**EXERCISE INPUT**
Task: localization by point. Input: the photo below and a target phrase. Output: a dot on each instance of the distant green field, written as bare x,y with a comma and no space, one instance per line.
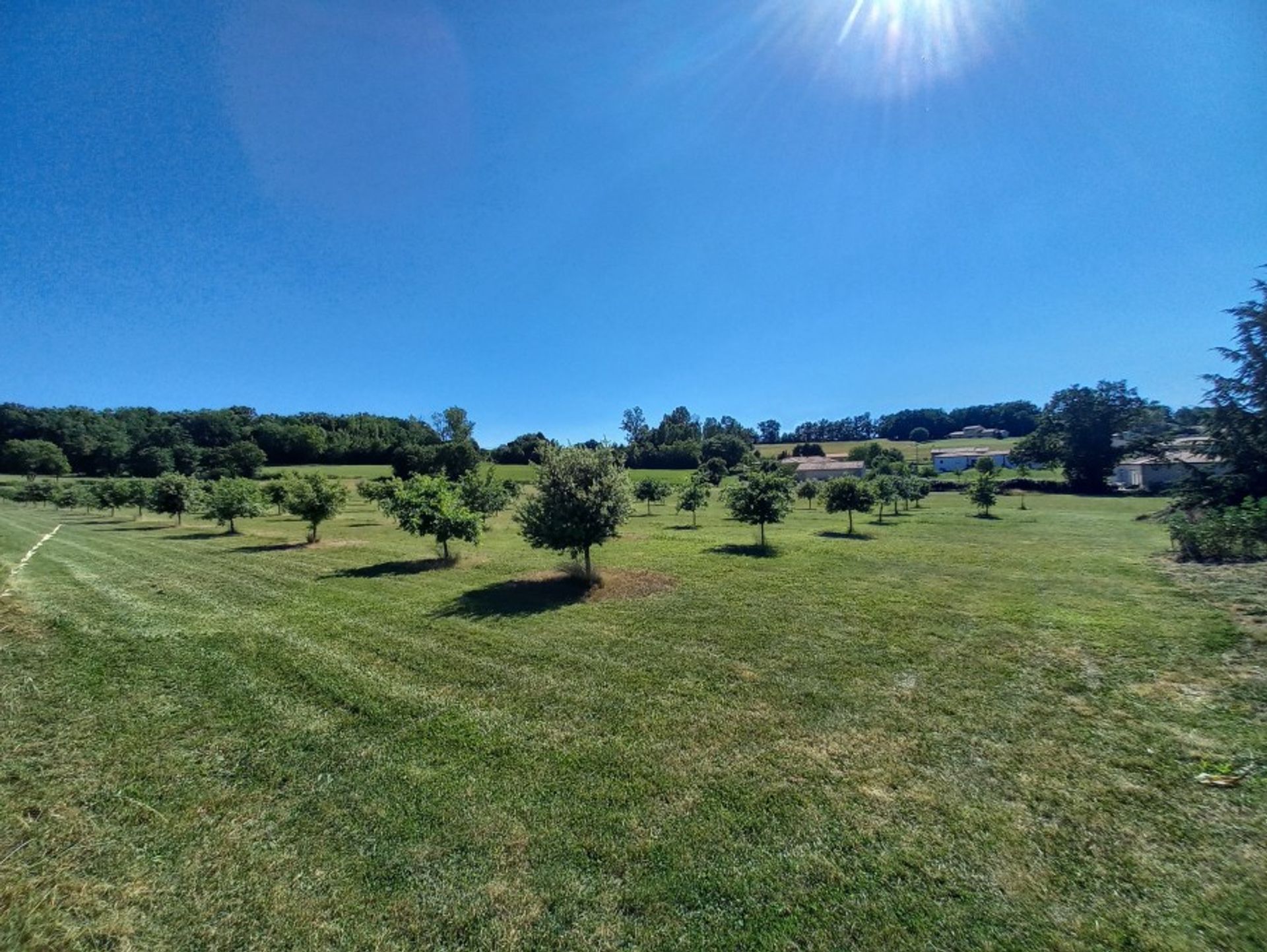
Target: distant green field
907,447
946,732
520,474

**GOAL**
Reproduce all the rows above, renaming "field" to "meadow" and keeping everything else unchanged. Leave the pictures out.

**EXERCISE RESULT**
Task: localization by point. Input: the photo below and a target phrase. Output: a dot on each instance of the distant green meadow, written as bare x,y with a comma and no space, one instance per line.
Target: distant green meadow
907,447
946,732
520,474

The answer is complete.